Work order 1: In the Alajuelense history text, in what year did the club win its first championship?
Work order 2: Write out the part of the Alajuelense history text starting at "Alajuelense was part" and ending at "of this tour.".

Document extract:
Alajuelense was part of the 7 teams that built and formed the National League in Costa Rica, back in 1921, along with La Libertad, Gimnástica Española, Herediano, Cartaginés, CS Tres Rios de La Union, and Sociedad Gimnástica Limonense. They won their first championship in 1928. They are the only team to win the championship with a perfect record; in 1941 they won all 6 games. In 1960, the team made a tour around the world, leaving Costa Rica on September 17. In 78 days, the team played 24 games, winning 12, losing seven and drawing five. They scored 71 goals and allowed 47, with a remarkable performance from Juan Ulloa Ramírez, the best player and top scorer of this tour.

Liga Deportiva Alajuelense logo in 1919

Alajuelense's best decade was the 1990s, during which they won 4 Championships and 4 sub-championships (2nd place finishes). By the end of the 1990s and into the middle of the 2000s, they won a total of 5 local championships, 2 Copa Interclubes UNCAF Trophies, and a CONCACAF Club Championship. Alajuelense was the base for the Costa Rican football team in the Korea and Japan 2002 FIFA World Cup, fielding 9 players.

Material provided:

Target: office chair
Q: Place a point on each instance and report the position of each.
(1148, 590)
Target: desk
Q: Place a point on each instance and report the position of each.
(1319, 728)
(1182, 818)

Written solution 1: 1928

Written solution 2:
Alajuelense was part of the 7 teams that built and formed the National League in Costa Rica, back in 1921, along with La Libertad, Gimnástica Española, Herediano, Cartaginés, CS Tres Rios de La Union, and Sociedad Gimnástica Limonense. They won their first championship in 1928. They are the only team to win the championship with a perfect record; in 1941 they won all 6 games. In 1960, the team made a tour around the world, leaving Costa Rica on September 17. In 78 days, the team played 24 games, winning 12, losing seven and drawing five. They scored 71 goals and allowed 47, with a remarkable performance from Juan Ulloa Ramírez, the best player and top scorer of this tour.